PROMPT: Copy every entry exactly.

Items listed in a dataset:
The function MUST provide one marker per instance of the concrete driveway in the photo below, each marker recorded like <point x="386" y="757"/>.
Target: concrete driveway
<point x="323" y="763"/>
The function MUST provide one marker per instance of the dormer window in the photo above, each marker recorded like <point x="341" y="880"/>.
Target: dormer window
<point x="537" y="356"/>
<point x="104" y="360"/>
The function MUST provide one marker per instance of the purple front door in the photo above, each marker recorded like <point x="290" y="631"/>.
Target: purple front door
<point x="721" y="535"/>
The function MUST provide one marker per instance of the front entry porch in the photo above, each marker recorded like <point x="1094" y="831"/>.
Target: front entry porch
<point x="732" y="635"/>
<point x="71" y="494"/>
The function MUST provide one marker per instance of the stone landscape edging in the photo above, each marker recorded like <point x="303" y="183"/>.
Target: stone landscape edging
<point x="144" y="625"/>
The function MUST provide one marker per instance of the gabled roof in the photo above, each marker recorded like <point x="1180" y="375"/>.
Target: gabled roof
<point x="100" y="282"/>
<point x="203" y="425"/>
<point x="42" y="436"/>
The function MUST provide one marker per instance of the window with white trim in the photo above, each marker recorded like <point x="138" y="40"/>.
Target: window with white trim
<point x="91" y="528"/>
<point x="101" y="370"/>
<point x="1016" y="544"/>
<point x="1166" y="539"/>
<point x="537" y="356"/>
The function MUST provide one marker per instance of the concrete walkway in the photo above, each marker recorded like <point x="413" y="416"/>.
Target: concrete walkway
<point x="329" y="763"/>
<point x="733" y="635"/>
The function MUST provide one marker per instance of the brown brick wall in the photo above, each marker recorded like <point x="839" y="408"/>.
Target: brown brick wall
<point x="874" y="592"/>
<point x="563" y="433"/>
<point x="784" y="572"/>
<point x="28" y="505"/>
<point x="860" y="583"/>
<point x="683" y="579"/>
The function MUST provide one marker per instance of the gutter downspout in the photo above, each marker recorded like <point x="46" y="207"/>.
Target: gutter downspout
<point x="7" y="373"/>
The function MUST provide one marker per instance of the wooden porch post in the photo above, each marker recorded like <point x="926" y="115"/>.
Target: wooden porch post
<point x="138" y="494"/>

YOUR SOLUTION:
The function MUST provide one marker per instance of the concrete driveway in the photo below, each marker recorded like <point x="386" y="757"/>.
Target: concrete driveway
<point x="323" y="763"/>
The function MUST provide one marker per instance of the dormer window in the photo above, each marker recorded like <point x="341" y="880"/>.
Target: dormer window
<point x="537" y="356"/>
<point x="104" y="360"/>
The function MUST provide one marker per instance of the purple front door in the photo above, each marker recorded like <point x="290" y="631"/>.
Target: purple front door
<point x="721" y="535"/>
The function MUST provide one marker per instance of the front entry porch in the photo above, each marker recorded like <point x="1094" y="831"/>.
Target: front entry porch
<point x="732" y="635"/>
<point x="71" y="494"/>
The function MUST provide one marker per instance of the stone landscape edging in the photo above, each marker recorded like <point x="303" y="183"/>.
Target: stone landscape edging
<point x="144" y="625"/>
The function MUST provide one marker per instance of the gabled roof in the photo above, each marker recorded like <point x="1180" y="375"/>.
Target: gabled roof
<point x="100" y="282"/>
<point x="203" y="425"/>
<point x="42" y="436"/>
The function MUST provide one marker per instance of the window with white trim in the photo above, each marker recorded like <point x="138" y="40"/>.
Target: window with white trim
<point x="91" y="528"/>
<point x="101" y="370"/>
<point x="1016" y="544"/>
<point x="1166" y="539"/>
<point x="537" y="356"/>
The function MUST provide one marker per instance of the concrete walkway in the photo above, each marker recorded like <point x="413" y="416"/>.
Target: concrete walkway
<point x="329" y="763"/>
<point x="733" y="635"/>
The function MUST provide one marker per instance of the brown brick wall in the photo above, each marker recorded like <point x="839" y="408"/>.
Target: brown brick wall
<point x="874" y="592"/>
<point x="563" y="433"/>
<point x="784" y="572"/>
<point x="28" y="505"/>
<point x="860" y="583"/>
<point x="683" y="579"/>
The function MUST provide one marker per instance of the gutter downspout in the photo above, each marker recorded like <point x="46" y="207"/>.
Target: gutter downspout
<point x="7" y="373"/>
The function MUST provide one marker per instance of the wooden porch post in the photo above, each marker recorded like <point x="926" y="115"/>.
Target: wooden porch post
<point x="138" y="494"/>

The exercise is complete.